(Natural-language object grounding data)
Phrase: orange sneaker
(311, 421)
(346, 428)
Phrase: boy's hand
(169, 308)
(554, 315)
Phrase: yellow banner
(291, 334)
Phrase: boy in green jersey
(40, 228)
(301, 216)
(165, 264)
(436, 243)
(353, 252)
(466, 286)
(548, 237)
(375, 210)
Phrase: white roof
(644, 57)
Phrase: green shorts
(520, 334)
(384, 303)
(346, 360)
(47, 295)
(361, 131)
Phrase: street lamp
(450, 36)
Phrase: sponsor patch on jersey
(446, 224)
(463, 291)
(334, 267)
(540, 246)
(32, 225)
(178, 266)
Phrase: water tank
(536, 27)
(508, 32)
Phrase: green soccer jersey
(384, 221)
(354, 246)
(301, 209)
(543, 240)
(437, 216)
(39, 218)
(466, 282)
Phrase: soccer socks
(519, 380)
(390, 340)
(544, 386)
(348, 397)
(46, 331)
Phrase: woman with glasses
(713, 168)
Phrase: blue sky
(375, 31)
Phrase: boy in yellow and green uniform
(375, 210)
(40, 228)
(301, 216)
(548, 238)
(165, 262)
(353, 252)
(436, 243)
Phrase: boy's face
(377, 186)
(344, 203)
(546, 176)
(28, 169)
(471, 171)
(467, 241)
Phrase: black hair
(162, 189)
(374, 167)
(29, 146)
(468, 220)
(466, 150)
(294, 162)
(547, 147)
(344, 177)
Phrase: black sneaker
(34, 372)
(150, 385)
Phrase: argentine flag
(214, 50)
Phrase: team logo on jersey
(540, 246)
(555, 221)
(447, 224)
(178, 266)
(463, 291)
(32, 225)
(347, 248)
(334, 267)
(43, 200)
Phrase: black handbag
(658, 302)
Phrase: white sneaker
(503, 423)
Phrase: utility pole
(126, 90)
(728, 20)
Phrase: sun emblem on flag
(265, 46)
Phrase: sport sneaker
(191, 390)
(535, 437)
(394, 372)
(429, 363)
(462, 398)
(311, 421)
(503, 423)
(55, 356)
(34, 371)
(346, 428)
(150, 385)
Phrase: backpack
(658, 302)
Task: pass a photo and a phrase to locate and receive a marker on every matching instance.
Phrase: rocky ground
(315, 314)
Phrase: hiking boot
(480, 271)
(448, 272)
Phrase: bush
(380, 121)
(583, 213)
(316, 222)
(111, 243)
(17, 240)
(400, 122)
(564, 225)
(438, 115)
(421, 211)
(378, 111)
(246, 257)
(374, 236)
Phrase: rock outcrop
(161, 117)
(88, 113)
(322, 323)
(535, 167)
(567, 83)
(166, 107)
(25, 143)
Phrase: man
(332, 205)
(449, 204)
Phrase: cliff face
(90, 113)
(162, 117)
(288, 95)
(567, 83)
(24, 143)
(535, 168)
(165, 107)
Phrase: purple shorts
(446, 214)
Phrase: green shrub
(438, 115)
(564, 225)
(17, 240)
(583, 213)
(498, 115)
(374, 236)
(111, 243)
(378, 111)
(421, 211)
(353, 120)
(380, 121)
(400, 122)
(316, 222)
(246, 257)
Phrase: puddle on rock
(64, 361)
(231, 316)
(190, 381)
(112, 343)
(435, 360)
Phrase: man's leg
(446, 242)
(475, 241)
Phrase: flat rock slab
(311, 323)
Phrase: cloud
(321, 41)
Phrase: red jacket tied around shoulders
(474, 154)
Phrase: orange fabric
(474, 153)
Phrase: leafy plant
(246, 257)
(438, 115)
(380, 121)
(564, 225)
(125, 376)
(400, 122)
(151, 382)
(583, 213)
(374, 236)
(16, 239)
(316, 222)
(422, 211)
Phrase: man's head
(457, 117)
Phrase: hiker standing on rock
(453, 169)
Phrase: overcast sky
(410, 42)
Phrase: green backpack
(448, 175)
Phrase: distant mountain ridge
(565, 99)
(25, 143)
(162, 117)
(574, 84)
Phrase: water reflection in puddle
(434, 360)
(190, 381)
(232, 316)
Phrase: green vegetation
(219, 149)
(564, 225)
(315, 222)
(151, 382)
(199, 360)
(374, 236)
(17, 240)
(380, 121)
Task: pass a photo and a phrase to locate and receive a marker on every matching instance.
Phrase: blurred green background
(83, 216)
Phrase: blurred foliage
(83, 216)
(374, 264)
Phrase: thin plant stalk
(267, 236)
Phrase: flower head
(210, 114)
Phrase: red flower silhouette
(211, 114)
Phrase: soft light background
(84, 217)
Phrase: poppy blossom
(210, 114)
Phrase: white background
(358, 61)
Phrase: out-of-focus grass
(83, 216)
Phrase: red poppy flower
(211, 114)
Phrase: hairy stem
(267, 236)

What is needed =>
Would you output all the records above exactly as written?

The answer =>
Phrase: orange sneaker
(311, 421)
(346, 428)
Phrase: boy's hand
(169, 308)
(554, 315)
Phrase: yellow banner
(291, 334)
Phrase: boy in green jersey
(40, 228)
(301, 216)
(165, 264)
(436, 243)
(353, 252)
(466, 286)
(548, 237)
(375, 210)
Phrase: white roof
(644, 57)
Phrase: green shorts
(520, 334)
(384, 303)
(346, 360)
(47, 295)
(361, 131)
Phrase: street lamp
(450, 36)
Phrase: sponsor patch on jersey
(446, 224)
(463, 291)
(334, 267)
(540, 246)
(32, 225)
(178, 266)
Phrase: water tank
(536, 27)
(508, 32)
Phrase: green soccer jersey
(384, 221)
(354, 246)
(301, 209)
(543, 240)
(437, 216)
(39, 218)
(466, 282)
Phrase: soccer socks
(519, 380)
(390, 340)
(544, 386)
(348, 397)
(46, 331)
Phrase: woman with glasses
(713, 168)
Phrase: blue sky
(375, 31)
Phrase: boy in yellow and green uniform
(375, 210)
(40, 228)
(301, 216)
(548, 238)
(165, 262)
(353, 252)
(436, 243)
Phrase: boy's face
(377, 186)
(344, 203)
(546, 176)
(28, 169)
(471, 171)
(467, 241)
Phrase: black hair
(162, 189)
(374, 167)
(29, 146)
(468, 220)
(466, 150)
(294, 162)
(547, 147)
(344, 177)
Phrase: black sneaker
(34, 372)
(150, 385)
Phrase: argentine flag
(214, 50)
Phrase: team logo on jersey
(540, 246)
(555, 221)
(447, 224)
(178, 266)
(463, 291)
(32, 225)
(347, 248)
(334, 267)
(43, 200)
Phrase: black handbag
(658, 302)
Phrase: white sneaker
(503, 423)
Phrase: utility pole
(126, 90)
(728, 20)
Phrase: sun emblem on flag
(265, 46)
Phrase: sport sneaker
(191, 390)
(535, 437)
(394, 372)
(429, 363)
(462, 398)
(311, 421)
(503, 423)
(55, 356)
(34, 371)
(346, 428)
(150, 385)
Phrase: backpack
(658, 302)
Task: pass a photo and a phrase to locate and receive a marker on every matching instance.
Phrase: rocky ground
(315, 314)
Phrase: hiking boot
(480, 271)
(448, 272)
Phrase: bush
(380, 121)
(583, 213)
(316, 222)
(111, 243)
(17, 240)
(400, 122)
(564, 225)
(438, 115)
(421, 211)
(378, 111)
(246, 257)
(374, 236)
Phrase: rock outcrop
(161, 117)
(88, 113)
(322, 323)
(535, 167)
(567, 83)
(166, 107)
(25, 143)
Phrase: man
(332, 205)
(449, 204)
Phrase: cliff face
(90, 113)
(162, 117)
(288, 95)
(567, 83)
(24, 143)
(535, 168)
(165, 107)
Phrase: purple shorts
(446, 214)
Phrase: green shrub
(438, 115)
(564, 225)
(17, 240)
(583, 213)
(498, 115)
(374, 236)
(111, 243)
(378, 111)
(421, 211)
(353, 120)
(380, 121)
(400, 122)
(316, 222)
(246, 257)
Phrase: puddle on rock
(64, 361)
(231, 316)
(190, 381)
(112, 343)
(435, 360)
Phrase: man's leg
(446, 242)
(475, 241)
Phrase: flat rock slab
(311, 323)
Phrase: cloud
(321, 41)
Phrase: red jacket tied around shoulders
(474, 154)
Phrase: orange fabric
(474, 153)
Phrase: leafy plant
(246, 257)
(438, 115)
(380, 121)
(564, 225)
(125, 376)
(400, 122)
(151, 382)
(583, 213)
(374, 236)
(16, 239)
(316, 222)
(422, 211)
Phrase: man's head
(457, 117)
Phrase: hiker standing on rock
(453, 169)
Phrase: overcast sky
(410, 42)
Phrase: green backpack
(448, 175)
Phrase: distant mountain ridge
(565, 99)
(25, 143)
(162, 117)
(574, 84)
Phrase: water reflection in puddle
(434, 360)
(190, 381)
(232, 316)
Phrase: green vegetation
(219, 149)
(564, 225)
(315, 222)
(151, 382)
(199, 360)
(374, 236)
(17, 240)
(380, 121)
Task: pass a photo and a phrase to locate and receive a marker on every matching instance.
Phrase: blurred green background
(83, 216)
Phrase: blurred foliage
(83, 216)
(374, 264)
Phrase: thin plant stalk
(267, 236)
Phrase: flower head
(210, 114)
Phrase: red flower silhouette
(211, 114)
Phrase: soft light background
(84, 217)
Phrase: poppy blossom
(210, 114)
Phrase: white background
(358, 61)
Phrase: out-of-focus grass
(83, 216)
Phrase: red poppy flower
(211, 114)
Phrase: hairy stem
(267, 236)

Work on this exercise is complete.